> **Extracted text**:
◆ ◆ ◆ ◆

SERVICES AGREEMENT
This Services Agreement is made as of the 30th day of July, 1998
between DIGITAL RIVER, INC., a Delaware corporation ("DRI") and TECH SQUARED,
INC., a Minnesota corporation ("T2").
RECITALS
The parties desire that T2 provide certain services to DRI, and T2 is
willing to provide such services on the terms and conditions set forth herein.
NOW, THEREFORE, the parties agree as follows:
1. ADMINISTRATIVE SERVICES.
T2 currently makes available to DRI the services of its Director of
Finance, Xxxxxxx X. Xxxxxxxxx (the "Administrative Services"). In consideration
for such Administrative Services, DRI agrees to reimburse T2 an amount equal to
eighty percent (80%) of Xx. Xxxxxxxxx'x salary and benefits regularly paid by T2
in consideration for eighty percent (80%) of his salaried time spent providing
Administrative Services to DRI.
2. FULFILLMENT SERVICES.
During the term of this Services Agreement, T2 shall provide to DRI the
fulfillment services (the "Fulfillment Services") set forth in the proposal
attached hereto as SCHEDULE 1. In consideration for such services, DRI agrees to
reimburse T2 the amounts set forth in SCHEDULE 1. SCHEDULE 1 shall be subject to
adjustment by mutual agreement.
3. PERFORMANCE OF SERVICES.
A. T2 shall not be obligated to acquire new or additional assets or
hire new or additional employees to perform the Administrative Services and
Fulfillment Services described above (collectively, the "Services"). T2 may not
contract with one or more third parties for the performance of all or any part
of the Services.

◆ ◆ ◆ ◆

> **Excerpted data**:
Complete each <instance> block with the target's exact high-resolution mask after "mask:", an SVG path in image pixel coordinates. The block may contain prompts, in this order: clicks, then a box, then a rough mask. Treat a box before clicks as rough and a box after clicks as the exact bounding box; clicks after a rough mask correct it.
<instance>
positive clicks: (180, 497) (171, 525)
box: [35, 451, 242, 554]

◆ ◆ ◆ ◆

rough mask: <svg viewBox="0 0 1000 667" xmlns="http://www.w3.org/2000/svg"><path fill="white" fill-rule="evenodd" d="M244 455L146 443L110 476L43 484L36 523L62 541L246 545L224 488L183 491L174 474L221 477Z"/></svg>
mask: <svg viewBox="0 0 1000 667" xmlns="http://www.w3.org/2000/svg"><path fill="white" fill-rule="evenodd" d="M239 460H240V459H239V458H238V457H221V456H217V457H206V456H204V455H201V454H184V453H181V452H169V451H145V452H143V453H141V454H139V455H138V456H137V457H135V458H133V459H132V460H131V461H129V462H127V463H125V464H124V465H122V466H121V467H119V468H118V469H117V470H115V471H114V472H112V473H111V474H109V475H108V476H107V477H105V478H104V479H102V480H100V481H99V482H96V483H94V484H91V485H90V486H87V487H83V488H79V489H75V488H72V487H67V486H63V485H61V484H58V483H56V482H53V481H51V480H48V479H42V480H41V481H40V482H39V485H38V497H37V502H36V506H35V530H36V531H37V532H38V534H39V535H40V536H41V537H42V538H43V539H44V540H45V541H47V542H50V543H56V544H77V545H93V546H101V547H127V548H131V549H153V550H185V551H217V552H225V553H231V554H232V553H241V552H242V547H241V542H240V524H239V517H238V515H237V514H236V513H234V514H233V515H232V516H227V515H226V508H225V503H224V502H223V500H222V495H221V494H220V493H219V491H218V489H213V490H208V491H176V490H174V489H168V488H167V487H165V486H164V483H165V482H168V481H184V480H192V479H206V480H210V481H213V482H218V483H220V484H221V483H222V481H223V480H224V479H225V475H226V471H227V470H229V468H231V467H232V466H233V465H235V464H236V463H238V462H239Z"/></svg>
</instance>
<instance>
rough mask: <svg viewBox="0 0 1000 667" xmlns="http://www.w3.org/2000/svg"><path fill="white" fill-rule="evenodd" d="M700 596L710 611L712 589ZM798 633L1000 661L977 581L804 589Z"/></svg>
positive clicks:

◆ ◆ ◆ ◆

> **Apply what you read**:
A: Return the passage of the services agreement from "During the term" to "by mutual agreement.", word for word.
B: Answer these questions from the services agreement:
(i) As of what date is the agreement made?
(ii) What percentage of the Director of Finance's salary and benefits does DRI agree to reimburse to T2?
(iii) Where are the Fulfillment Services set forth?
The lines after the services agreement are separate material and have nothing to do with it.

> **Answers to each task**:
A:
During the term of this Services Agreement, T2 shall provide to DRI the
fulfillment services (the "Fulfillment Services") set forth in the proposal
attached hereto as SCHEDULE 1. In consideration for such services, DRI agrees to
reimburse T2 the amounts set forth in SCHEDULE 1. SCHEDULE 1 shall be subject to
adjustment by mutual agreement.

B:
(i) The 30th day of July, 1998.
(ii) Eighty percent (80%).
(iii) In the proposal attached to the agreement as Schedule 1.